> Task
The line with "like [(77, 150)].", the line with "like [(917, 341)].", and all lines between them in the material below: return these exactly, and no others.

> Source data
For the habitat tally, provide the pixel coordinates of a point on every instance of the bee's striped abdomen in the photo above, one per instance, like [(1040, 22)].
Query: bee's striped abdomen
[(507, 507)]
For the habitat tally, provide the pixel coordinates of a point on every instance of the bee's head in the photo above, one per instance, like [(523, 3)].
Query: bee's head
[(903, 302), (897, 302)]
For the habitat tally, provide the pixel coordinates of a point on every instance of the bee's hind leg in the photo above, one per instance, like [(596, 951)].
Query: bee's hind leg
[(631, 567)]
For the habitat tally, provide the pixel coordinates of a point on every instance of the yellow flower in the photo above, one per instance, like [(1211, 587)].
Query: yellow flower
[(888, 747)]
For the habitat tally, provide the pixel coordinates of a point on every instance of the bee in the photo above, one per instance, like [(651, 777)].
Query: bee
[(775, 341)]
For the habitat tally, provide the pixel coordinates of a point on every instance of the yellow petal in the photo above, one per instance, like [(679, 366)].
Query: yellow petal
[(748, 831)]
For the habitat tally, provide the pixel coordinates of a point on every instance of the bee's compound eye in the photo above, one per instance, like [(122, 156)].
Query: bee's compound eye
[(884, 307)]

* * *

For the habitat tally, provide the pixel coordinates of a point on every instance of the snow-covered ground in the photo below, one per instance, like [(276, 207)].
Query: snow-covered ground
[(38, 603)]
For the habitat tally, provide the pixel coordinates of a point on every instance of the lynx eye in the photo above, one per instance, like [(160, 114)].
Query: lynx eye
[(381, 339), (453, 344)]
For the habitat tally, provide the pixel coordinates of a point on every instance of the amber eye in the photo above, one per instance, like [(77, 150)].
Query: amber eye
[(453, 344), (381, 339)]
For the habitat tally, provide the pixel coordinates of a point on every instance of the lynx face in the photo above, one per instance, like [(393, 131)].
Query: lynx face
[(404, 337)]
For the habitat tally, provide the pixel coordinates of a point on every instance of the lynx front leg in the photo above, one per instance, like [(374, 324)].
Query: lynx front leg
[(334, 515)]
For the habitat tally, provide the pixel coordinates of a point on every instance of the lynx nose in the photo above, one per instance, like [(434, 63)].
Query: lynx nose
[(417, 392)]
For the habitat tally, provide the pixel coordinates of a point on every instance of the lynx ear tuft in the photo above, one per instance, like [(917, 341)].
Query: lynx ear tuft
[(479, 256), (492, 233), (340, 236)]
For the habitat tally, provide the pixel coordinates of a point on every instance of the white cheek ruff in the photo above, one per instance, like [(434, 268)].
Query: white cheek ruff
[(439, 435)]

> Response to this exercise
For the habitat tally, provide the pixel coordinates of a point on every instance of the amber eye in the photo above, one per instance, like [(77, 150)].
Query: amber eye
[(453, 344), (381, 339)]
For the habitat tally, provide the pixel coordinates of a point on every instance of the lynx face in the photo above, one per instance, like [(393, 131)].
Query: lynx face
[(404, 337)]
For the habitat tally, provide the pixel coordinates of a point on every instance of the lynx front leg in the photo above, one per instance, like [(374, 324)].
Query: lynx front leg
[(334, 515)]
For the habitat tally, provide the pixel coordinates of a point on every instance of the lynx nose in the photo above, one per instance, like [(434, 63)].
Query: lynx nose
[(417, 392)]
For the habitat tally, provide the pixel coordinates of a point on every instance of the lynx ear tuft in the photo above, one per instance, like [(917, 341)].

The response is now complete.